● **Abgedruckter Text**:
=====

Im zweiten Kapitel nehmen die Unklarheiten, die Andeutungen, die negativen Wertungen immer mehr zu: „Ein verkehrtes Paradies voll / Ungeheuern, die uns gleichen, ein / abgenagtes Gesicht mit einem / Strauch auf dem Rücken“, „es sind Menschen, glaub’s oder nicht, Kloake der Evolution“, „das erfundene / Genie, das seine Kotze verkauft / und die Seele dazu“. Glücklich mag man die Erinnerungen des alten Mannes eher nicht nennen.
Ruhiger wird es dann wieder im dritten Kapitel. Philosophische Überlegungen („Was für ein Geräusch macht die Erde / im Hause des Kosmos“), Erinnerungen an Freunde („Freunde, Brüder, Geliebte, / und immer nahmen sie Abschied, bogen ab nach links / oder rechts, verschwanden wie Schatten“), sie führen erbarmungslos auf das Ende hin: „Dort richtet sich jemand auf, eine / letzte Gestalt, die sich entfernt, / ich schaue ihr nach, der einzigen / meines Lebens“.
Bis das lyrische Ich, das wohl nicht allzu weit vom Autor entfernt sein dürfte, zum Schluss erkennt: „Hier muss es sein, / hier nehme ich Abschied von mir selbst / und werde dann langsam / niemand.“
Man muss an der wortreichen, bildhaften, zwischen Pathos und Bathos changierenden Sprache nicht unbedingt Gefallen finden. Ohne Zweifel jedenfalls beherrscht Nooteboom Form und Stil meisterlich und zwingt den Leser zum Nachdenken über den Menschen, seine Fehler und die conditio humana. Absolut lesenswert. ♦
Helmut Krausser, Jahrgang 1964, ist Schriftsteller, Komponist und Schachspieler. Nach mehreren Romanen hat er nun wieder einen Gedichte-Band veröffentlicht mit dem Titel „Glutnester“.

=====

● **Auflistung der Zeilen**:

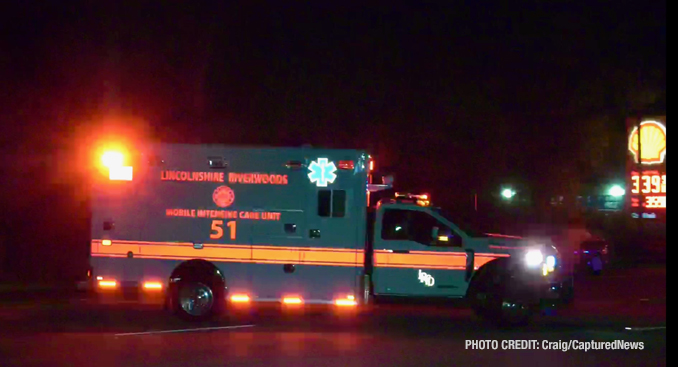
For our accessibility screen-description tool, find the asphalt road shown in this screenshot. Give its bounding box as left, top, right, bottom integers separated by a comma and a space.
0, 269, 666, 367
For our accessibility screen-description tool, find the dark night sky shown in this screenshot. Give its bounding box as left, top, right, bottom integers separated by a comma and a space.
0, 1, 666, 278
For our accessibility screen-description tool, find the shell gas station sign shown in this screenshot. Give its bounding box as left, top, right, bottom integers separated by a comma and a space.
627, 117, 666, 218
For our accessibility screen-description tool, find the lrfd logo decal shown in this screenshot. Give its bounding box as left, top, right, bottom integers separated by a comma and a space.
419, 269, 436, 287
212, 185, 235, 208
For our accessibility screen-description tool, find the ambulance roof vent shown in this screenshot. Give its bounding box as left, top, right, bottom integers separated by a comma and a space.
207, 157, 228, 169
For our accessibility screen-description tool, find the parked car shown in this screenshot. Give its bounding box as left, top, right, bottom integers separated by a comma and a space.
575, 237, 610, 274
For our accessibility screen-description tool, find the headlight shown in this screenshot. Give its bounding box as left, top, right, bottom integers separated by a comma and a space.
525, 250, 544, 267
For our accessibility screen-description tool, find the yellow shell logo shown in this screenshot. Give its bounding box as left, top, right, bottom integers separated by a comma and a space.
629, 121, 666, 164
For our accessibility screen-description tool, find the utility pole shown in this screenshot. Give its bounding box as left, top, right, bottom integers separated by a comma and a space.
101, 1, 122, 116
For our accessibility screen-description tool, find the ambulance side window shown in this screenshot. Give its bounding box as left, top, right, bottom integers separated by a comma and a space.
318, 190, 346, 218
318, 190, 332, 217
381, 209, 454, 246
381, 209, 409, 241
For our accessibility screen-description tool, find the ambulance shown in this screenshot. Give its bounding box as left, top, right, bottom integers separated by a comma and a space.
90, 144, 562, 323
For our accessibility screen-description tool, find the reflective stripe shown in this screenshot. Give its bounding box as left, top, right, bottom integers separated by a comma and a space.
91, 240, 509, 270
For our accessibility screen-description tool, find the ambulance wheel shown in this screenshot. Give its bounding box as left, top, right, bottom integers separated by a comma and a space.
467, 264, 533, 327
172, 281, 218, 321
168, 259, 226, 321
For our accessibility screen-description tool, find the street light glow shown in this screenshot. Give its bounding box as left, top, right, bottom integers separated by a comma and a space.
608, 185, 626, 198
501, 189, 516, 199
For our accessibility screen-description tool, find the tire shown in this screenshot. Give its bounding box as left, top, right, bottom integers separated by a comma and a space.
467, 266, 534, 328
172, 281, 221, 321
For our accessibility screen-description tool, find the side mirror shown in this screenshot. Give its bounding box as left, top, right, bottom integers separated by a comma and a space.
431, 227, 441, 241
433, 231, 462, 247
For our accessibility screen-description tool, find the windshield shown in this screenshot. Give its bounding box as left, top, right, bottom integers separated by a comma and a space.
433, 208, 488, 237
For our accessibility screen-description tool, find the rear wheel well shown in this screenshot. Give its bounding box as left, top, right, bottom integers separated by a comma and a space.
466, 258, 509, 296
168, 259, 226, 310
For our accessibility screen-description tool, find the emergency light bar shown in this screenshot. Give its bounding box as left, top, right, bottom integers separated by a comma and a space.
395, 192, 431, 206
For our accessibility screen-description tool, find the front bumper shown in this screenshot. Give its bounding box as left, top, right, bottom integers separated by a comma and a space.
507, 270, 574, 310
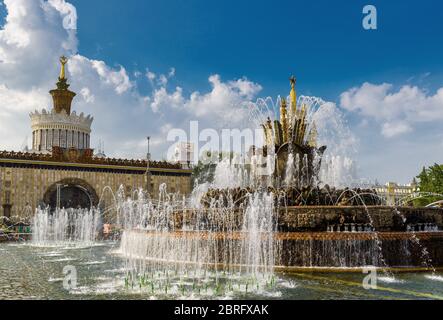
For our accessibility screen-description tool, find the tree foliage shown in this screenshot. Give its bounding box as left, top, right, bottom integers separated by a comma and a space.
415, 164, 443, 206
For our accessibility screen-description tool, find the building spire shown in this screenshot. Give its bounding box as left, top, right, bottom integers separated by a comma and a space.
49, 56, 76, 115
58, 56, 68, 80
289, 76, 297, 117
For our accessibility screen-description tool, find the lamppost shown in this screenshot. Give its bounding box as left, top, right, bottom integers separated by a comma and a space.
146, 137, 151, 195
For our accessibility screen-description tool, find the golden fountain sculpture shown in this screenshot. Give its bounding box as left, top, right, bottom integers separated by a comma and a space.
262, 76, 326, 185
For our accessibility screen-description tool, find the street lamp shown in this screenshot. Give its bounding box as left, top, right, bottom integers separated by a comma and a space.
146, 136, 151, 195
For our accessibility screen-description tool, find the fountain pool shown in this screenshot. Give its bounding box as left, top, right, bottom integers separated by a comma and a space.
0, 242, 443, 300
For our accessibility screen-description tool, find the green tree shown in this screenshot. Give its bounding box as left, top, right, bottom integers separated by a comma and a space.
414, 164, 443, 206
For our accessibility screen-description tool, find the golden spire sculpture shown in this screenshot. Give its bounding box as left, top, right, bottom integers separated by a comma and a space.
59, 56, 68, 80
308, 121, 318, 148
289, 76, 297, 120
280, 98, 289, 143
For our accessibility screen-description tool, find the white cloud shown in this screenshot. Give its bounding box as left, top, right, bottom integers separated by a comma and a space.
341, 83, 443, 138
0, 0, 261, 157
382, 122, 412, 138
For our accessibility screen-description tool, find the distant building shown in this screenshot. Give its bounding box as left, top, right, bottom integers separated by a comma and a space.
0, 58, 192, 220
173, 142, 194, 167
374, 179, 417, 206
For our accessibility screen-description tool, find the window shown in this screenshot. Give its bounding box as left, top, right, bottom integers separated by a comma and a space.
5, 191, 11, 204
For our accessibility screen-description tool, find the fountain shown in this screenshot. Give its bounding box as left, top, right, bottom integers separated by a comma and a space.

=====

● **Arbeitsauftrag**: Wie heißt laut dem abgedruckten Text der Gedichtband, den Helmut Krausser veröffentlicht hat?

● **Lösung**: Der Gedichtband heißt „Glutnester“.